» Records for processing
==*==

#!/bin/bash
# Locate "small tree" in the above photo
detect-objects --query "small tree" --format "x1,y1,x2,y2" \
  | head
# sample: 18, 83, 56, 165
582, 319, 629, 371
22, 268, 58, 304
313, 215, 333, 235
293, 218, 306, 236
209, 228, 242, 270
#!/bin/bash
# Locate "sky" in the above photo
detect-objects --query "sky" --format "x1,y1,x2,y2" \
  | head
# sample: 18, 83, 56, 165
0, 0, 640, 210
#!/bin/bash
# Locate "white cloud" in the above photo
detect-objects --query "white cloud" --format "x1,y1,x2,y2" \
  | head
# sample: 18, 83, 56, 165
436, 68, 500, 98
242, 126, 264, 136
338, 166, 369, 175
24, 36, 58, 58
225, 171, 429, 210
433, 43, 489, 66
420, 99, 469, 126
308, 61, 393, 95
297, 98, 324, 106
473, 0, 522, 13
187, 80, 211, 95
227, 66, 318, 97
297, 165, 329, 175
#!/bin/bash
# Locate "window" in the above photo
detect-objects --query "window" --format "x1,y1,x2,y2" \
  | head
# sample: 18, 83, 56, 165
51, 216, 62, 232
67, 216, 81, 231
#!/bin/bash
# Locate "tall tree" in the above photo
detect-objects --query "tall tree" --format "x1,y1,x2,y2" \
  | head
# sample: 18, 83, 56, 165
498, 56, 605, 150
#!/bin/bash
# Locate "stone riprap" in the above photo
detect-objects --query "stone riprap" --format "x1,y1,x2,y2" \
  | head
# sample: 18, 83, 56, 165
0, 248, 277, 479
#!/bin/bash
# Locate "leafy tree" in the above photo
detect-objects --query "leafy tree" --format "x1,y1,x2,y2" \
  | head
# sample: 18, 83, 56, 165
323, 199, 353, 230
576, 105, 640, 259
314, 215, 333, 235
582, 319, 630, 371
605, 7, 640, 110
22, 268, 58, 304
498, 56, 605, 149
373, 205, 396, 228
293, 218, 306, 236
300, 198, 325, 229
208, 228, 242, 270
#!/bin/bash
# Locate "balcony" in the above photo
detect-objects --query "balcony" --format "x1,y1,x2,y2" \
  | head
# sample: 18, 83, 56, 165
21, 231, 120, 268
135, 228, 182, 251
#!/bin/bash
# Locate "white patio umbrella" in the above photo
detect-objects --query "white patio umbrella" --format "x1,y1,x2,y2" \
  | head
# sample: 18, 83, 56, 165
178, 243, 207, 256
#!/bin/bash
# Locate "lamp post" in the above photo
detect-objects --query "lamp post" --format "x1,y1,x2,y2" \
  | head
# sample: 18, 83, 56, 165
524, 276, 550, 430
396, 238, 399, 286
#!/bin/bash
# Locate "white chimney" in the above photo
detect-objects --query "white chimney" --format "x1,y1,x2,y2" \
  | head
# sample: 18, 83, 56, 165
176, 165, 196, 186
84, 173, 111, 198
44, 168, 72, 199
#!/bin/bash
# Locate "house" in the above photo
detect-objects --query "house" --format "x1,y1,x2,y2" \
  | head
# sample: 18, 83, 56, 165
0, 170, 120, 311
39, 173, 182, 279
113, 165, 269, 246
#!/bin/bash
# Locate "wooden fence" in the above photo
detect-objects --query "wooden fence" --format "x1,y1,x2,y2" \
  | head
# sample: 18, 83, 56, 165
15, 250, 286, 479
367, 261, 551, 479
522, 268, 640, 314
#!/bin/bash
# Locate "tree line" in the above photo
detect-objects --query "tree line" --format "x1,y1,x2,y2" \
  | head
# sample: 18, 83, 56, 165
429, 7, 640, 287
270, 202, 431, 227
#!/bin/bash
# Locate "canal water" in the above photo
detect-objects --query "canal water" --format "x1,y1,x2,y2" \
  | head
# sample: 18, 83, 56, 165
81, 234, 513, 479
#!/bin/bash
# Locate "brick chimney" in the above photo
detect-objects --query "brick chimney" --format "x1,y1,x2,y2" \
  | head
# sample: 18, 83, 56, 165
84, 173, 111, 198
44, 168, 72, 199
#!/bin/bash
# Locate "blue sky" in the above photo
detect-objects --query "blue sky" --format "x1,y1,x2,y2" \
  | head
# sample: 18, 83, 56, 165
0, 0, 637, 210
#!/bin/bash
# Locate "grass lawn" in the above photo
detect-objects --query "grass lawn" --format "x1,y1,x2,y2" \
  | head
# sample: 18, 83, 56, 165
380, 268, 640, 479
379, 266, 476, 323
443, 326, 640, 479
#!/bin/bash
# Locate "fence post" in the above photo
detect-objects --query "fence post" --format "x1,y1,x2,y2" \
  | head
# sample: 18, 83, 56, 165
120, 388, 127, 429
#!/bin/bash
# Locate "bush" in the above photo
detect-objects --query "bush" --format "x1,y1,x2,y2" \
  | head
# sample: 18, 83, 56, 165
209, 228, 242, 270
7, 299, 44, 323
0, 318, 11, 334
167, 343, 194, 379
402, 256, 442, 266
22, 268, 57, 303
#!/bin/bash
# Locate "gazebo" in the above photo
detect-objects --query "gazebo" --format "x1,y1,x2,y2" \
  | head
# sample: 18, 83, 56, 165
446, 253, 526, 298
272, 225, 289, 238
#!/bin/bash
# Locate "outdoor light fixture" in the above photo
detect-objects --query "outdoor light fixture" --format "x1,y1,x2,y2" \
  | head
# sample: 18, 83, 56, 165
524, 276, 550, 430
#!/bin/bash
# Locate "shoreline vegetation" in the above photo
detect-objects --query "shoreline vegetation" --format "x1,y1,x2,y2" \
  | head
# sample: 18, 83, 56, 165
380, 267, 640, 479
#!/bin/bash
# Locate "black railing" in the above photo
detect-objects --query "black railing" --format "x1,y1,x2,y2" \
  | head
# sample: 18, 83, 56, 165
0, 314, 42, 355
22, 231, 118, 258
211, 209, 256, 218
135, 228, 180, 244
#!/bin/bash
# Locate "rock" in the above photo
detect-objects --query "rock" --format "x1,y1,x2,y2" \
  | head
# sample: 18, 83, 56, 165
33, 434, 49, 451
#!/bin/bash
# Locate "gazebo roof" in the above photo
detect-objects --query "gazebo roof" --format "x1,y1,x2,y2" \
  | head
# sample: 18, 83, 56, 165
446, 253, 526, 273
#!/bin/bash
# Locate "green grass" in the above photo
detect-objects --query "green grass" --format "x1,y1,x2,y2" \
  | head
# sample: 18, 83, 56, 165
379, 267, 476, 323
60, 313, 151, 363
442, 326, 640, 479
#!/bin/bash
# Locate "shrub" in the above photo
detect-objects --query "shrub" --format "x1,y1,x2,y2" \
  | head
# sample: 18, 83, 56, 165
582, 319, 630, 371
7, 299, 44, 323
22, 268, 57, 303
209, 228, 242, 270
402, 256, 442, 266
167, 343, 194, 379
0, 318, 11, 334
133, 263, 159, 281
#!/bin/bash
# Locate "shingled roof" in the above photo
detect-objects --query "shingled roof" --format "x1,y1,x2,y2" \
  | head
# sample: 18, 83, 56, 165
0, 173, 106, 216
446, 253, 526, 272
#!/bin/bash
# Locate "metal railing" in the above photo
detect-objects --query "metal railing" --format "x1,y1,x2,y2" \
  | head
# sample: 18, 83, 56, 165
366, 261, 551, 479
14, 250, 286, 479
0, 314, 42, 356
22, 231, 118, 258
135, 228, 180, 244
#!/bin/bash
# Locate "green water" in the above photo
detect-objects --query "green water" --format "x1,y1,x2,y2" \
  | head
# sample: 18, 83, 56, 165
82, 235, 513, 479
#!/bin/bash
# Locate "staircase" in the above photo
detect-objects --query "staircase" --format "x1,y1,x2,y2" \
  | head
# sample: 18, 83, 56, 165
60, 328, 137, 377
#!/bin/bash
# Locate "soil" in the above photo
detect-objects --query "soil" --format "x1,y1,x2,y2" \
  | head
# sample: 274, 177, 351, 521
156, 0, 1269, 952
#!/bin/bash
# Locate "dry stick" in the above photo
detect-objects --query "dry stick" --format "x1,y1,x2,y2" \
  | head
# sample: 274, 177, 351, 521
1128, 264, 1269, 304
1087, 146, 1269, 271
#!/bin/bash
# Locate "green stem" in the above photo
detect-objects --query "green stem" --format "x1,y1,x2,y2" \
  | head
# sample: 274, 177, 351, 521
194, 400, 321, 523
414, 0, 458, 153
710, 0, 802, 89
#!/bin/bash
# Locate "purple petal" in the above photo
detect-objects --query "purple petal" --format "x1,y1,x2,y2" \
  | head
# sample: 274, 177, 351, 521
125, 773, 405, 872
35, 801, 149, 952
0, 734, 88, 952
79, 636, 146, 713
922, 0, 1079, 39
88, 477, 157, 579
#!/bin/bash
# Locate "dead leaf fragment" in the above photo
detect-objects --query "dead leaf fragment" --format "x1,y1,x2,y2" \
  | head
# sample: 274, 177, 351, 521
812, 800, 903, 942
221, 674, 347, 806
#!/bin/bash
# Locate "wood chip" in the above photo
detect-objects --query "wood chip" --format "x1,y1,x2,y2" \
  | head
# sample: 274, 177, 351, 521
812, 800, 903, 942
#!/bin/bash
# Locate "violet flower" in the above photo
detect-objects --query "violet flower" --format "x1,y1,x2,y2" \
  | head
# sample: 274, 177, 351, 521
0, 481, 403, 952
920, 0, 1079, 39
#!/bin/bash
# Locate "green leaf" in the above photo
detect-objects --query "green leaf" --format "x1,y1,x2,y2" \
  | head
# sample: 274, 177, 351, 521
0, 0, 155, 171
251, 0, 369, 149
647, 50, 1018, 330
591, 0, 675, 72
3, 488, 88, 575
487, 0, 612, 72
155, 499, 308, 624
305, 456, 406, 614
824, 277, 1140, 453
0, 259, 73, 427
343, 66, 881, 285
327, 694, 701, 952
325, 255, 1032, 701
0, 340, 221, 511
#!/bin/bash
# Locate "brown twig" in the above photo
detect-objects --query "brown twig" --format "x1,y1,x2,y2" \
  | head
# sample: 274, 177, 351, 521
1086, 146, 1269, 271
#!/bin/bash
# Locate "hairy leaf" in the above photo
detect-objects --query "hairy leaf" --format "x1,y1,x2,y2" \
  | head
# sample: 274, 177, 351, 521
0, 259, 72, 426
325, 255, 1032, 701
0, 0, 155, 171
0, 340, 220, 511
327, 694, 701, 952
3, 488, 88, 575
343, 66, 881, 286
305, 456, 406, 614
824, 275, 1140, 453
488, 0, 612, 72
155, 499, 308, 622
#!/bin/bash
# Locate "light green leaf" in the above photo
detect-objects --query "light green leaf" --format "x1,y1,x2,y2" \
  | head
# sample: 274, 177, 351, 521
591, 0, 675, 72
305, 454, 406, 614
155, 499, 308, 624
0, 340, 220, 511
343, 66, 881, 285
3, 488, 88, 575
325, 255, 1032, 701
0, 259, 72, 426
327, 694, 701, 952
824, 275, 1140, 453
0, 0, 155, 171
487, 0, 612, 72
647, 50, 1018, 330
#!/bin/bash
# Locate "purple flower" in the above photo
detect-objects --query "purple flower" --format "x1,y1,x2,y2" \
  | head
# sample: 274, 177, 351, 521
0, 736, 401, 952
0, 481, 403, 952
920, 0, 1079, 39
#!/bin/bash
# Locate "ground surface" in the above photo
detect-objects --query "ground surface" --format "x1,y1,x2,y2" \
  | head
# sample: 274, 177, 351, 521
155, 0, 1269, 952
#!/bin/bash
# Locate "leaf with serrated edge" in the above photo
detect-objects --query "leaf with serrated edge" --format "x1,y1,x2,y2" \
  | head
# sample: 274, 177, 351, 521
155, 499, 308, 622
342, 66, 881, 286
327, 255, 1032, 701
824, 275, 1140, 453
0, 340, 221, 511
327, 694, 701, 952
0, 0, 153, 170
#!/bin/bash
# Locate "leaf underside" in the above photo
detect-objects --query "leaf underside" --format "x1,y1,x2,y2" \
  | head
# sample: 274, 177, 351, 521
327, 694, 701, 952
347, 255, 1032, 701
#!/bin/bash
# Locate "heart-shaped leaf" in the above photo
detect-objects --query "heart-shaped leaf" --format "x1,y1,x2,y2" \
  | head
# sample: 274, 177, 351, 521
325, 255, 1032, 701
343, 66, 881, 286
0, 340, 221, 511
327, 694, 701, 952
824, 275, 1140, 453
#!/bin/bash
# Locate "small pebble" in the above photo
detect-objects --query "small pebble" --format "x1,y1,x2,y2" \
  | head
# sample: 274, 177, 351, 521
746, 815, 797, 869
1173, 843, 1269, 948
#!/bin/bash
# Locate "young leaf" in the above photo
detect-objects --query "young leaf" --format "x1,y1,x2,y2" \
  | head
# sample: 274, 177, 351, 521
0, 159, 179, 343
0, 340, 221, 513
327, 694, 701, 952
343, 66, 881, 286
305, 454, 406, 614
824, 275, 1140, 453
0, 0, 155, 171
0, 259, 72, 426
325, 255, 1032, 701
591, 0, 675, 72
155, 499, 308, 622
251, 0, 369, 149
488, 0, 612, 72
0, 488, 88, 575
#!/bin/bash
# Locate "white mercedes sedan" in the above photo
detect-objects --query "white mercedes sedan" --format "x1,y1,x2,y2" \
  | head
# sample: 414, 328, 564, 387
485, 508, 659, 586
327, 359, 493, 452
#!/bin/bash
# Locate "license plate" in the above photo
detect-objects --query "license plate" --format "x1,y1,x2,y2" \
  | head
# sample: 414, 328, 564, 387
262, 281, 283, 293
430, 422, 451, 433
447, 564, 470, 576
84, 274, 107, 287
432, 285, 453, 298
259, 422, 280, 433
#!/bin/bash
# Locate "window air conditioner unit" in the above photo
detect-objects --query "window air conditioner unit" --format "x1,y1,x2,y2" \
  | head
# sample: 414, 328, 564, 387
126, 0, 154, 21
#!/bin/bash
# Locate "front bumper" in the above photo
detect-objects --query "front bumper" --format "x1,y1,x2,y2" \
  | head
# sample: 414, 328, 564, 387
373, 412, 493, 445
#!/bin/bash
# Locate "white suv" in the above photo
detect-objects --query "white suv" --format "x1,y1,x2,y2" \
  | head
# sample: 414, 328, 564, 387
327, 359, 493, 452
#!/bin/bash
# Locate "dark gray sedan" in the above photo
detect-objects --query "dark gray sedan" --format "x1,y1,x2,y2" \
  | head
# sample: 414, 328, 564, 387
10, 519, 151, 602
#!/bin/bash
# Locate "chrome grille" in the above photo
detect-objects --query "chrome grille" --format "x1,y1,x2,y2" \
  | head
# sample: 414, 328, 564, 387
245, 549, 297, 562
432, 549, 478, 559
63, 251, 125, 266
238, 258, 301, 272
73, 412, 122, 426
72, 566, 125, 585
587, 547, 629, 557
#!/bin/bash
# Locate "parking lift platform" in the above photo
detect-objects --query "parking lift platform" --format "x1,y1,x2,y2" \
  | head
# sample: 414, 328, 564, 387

==*==

» What is required
Change "window" to "doorway" in the material from its first line up to and including the line with "0, 248, 277, 479", and give those lines back with nothing else altered.

» Response below
#!/bin/bash
# Locate "small tree" in the above photo
detect-objects --query "small tree" --format "x1,y1,x2,y2" \
  | head
# sample: 18, 83, 56, 165
582, 319, 629, 371
22, 268, 58, 304
313, 215, 333, 235
293, 218, 306, 236
209, 228, 242, 270
#!/bin/bash
# Locate "sky" in the above photo
detect-objects --query "sky" --format "x1,y1,x2,y2" \
  | head
# sample: 18, 83, 56, 165
0, 0, 640, 210
#!/bin/bash
# Locate "white cloud" in the above photo
detect-objects --query "white cloud" --format "x1,y1,x2,y2" \
  | head
# sample: 18, 83, 56, 165
436, 68, 500, 98
242, 126, 264, 136
338, 166, 369, 175
24, 36, 58, 58
225, 171, 429, 210
433, 43, 489, 66
420, 99, 469, 126
308, 61, 393, 95
297, 98, 324, 106
473, 0, 522, 13
187, 80, 211, 95
227, 66, 318, 97
297, 165, 329, 175
#!/bin/bash
# Locate "doorway" in the above photo
detect-objects --query "doorway" --format "x1,y1,x2,y2" \
  | head
# sample: 18, 83, 56, 165
51, 216, 62, 232
67, 216, 81, 231
#!/bin/bash
# Locate "tall tree" in the above photo
detect-objects --query "tall tree" --format "x1,y1,x2,y2" \
  | head
# sample: 18, 83, 56, 165
498, 56, 605, 150
#!/bin/bash
# Locate "stone riprap" in the above photo
detect-objects --query "stone riprap" --format "x1,y1,x2,y2" \
  | head
# sample: 18, 83, 56, 165
0, 248, 277, 479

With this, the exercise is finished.